▶ _EXCERPT_:
I am a big fan of self-publishing. Having experienced both traditional publishing and self-publishing with my first book The Boy From Hell: Life with a child with ADHD, and written about my issues with traditional publishing here, I don’t know that I would bother looking for a publishing deal again. For me, the benefits of self-publishing – more control, faster publication time, monthly royalty payments, real-time sales stats etc. – far outweigh those of working with a publishing house.
However, I know there are some people who still see self-publishing as an inferior option, and many people who would love to win that elusive publishing deal. And there’s nothing wrong with that! Horses for courses, as the saying goes. Whatever works for you.
So, with that in mind, here’s an interesting infographic giving you some great tips on how to win a contract for your book. And if I can help with anything on the list – for example, editing or proofreading your manuscript – you know where to come!
Click the image for a full size version, or scroll down for the text version.
1. Finish your entire manuscript
Write your whole manuscript before contacting agents or publishers; they won’t even consider you without a full manuscript. You can get away with a proposal if you’re writing non-fiction, but even then, a full manuscript won’t hurt.
2. Write with professionalism
Make sure your work radiates professionalism. That means making the story coherent and clear, the characters unique and believable, and the prose free of spelling and grammatical errors.
3. Offer something new and interesting
Choose a strong premise and write from the heart. Be passionate and offer a fresh or unconventional perspective.

▶ _WORK INSTRUCTIONS_:
A) In the post on winning a publishing contract, why does the first tip say to write the whole manuscript before contacting agents or publishers? Answer in one to three sentences.
B) Continue the post on winning a publishing contract, picking up right after its last sentence.

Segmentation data
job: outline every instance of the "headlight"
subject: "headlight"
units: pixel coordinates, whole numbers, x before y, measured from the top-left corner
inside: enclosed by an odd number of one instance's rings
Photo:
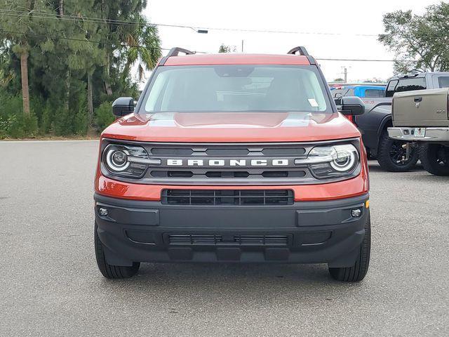
[[[307,164],[318,178],[337,178],[352,173],[360,161],[358,152],[351,144],[314,147],[306,159],[296,159],[297,165]]]
[[[150,159],[140,146],[109,144],[103,150],[102,161],[112,175],[140,178],[150,165],[160,165],[161,159]]]

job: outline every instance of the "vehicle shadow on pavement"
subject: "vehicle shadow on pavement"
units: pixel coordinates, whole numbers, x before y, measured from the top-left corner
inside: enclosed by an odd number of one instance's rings
[[[377,164],[376,161],[369,161],[368,163],[368,169],[370,172],[383,172],[384,173],[390,173],[390,174],[398,174],[398,173],[407,173],[410,172],[420,172],[421,171],[424,171],[422,166],[420,164],[417,164],[414,168],[408,171],[407,172],[389,172],[387,171],[384,170],[380,165]]]
[[[148,285],[159,291],[226,289],[239,292],[251,285],[260,289],[279,287],[279,291],[287,287],[296,292],[298,286],[309,289],[319,284],[325,288],[330,284],[347,285],[332,279],[326,265],[264,263],[143,263],[137,276],[119,283],[120,287],[139,289]]]

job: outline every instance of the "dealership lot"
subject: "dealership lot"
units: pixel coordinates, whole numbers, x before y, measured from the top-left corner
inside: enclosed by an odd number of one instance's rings
[[[448,336],[449,178],[370,164],[372,259],[324,265],[144,264],[93,253],[98,141],[0,142],[1,336]]]

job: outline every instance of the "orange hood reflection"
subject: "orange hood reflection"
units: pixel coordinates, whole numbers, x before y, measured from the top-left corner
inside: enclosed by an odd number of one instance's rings
[[[130,114],[102,137],[145,142],[303,142],[359,137],[340,114],[309,112],[158,112]]]

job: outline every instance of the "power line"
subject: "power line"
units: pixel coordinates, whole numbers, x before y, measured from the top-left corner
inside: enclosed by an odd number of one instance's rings
[[[79,42],[88,42],[91,44],[109,44],[111,46],[121,46],[123,47],[134,47],[134,48],[145,48],[147,49],[156,49],[160,51],[169,51],[170,48],[158,48],[158,47],[147,47],[142,45],[132,45],[127,44],[114,44],[112,42],[107,41],[92,41],[87,40],[83,39],[76,39],[73,37],[48,37],[48,35],[41,35],[36,34],[29,34],[29,33],[24,33],[22,32],[13,32],[10,30],[4,30],[0,29],[0,32],[5,32],[8,34],[13,34],[16,35],[25,35],[28,37],[42,37],[46,39],[58,39],[58,40],[69,40],[69,41],[76,41]],[[208,53],[206,51],[196,51],[196,53]],[[317,58],[316,60],[319,61],[348,61],[348,62],[419,62],[417,60],[382,60],[382,59],[368,59],[368,58]]]
[[[75,15],[59,15],[52,13],[48,13],[45,12],[37,11],[13,11],[11,9],[0,8],[0,15],[12,16],[12,17],[20,17],[22,15],[32,15],[33,18],[42,18],[42,19],[51,19],[51,20],[65,20],[72,21],[82,21],[87,22],[94,23],[110,23],[113,25],[138,25],[138,26],[147,26],[147,27],[169,27],[176,28],[189,28],[195,29],[196,28],[192,26],[182,25],[169,25],[163,23],[143,23],[136,22],[135,21],[127,21],[121,20],[106,19],[102,18],[93,18],[93,17],[80,17]],[[246,29],[239,28],[224,28],[224,27],[201,27],[204,29],[208,30],[219,30],[225,32],[251,32],[251,33],[275,33],[275,34],[309,34],[309,35],[329,35],[329,36],[344,36],[351,35],[356,37],[377,37],[377,34],[348,34],[348,33],[333,33],[333,32],[296,32],[296,31],[288,31],[288,30],[271,30],[271,29]]]
[[[348,61],[348,62],[420,62],[418,60],[375,60],[369,58],[316,58],[319,61]]]
[[[169,48],[147,47],[145,46],[141,46],[141,45],[131,45],[131,44],[114,44],[114,43],[112,43],[112,42],[86,40],[86,39],[76,39],[76,38],[73,38],[73,37],[48,37],[47,35],[41,35],[41,34],[38,34],[24,33],[24,32],[13,32],[13,31],[10,31],[10,30],[4,30],[4,29],[0,29],[0,32],[13,34],[15,34],[15,35],[25,35],[25,36],[27,36],[27,37],[43,37],[43,38],[51,39],[57,39],[57,40],[69,40],[69,41],[80,41],[80,42],[88,42],[88,43],[91,43],[91,44],[110,44],[112,46],[121,46],[123,47],[145,48],[147,49],[156,49],[156,50],[161,50],[161,51],[169,51],[170,50]],[[199,51],[197,53],[202,53],[202,52]]]

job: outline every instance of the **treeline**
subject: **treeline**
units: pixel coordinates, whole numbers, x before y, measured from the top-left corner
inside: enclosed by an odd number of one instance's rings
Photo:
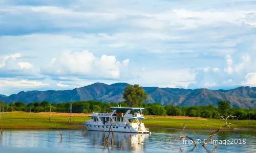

▶ _THE REPLIES_:
A) Agents and publishers won't even consider a writer who doesn't have a full manuscript. A non-fiction writer can get away with a proposal, but even then a full manuscript won't hurt.

B)
4. Get feedback and set high standards
Seek extensive and brutally honest feedback. Take writing classes. Take the time to produce high-quality writing. Don’t settle for “good”; strive for “superb.”
5. Never stop writing
Your first book is going to be the hardest to get published. It’ll get easier with each subsequent one. Keep writing and sending out query letters.
6. Hire a professional editor
An editor will assist you with grammar, character development, story arc, and other essential elements. They’re professionals, so they know what they’re doing–they’re worth your money.
Meet agents. Attend literary and writing festivals, go to authors’ conferences, and establish contacts.
8. Personalize your query letter
When writing your query letter, research the agent’s needs, address the agent by name, and explain why your project is right for them specifically. Your query letter should not read as a template.
9. Secure yourself an agent
Many publishers won’t even look at your submission if you don’t have an agent. Therefore, partnering with an agent is often an essential part of the traditional publishing process.
10. Fulfil the agent’s requirements
Send whatever the agent requests (e.g., a manuscript synopsis). Not only does this show you’ve done your research, but it also helps the agent assess the submission.
11. Build up a fan base
Authors are part-time marketers. Build up your followers on social media by posting likable, sharable content. Make sure to tailor your posts to your audience.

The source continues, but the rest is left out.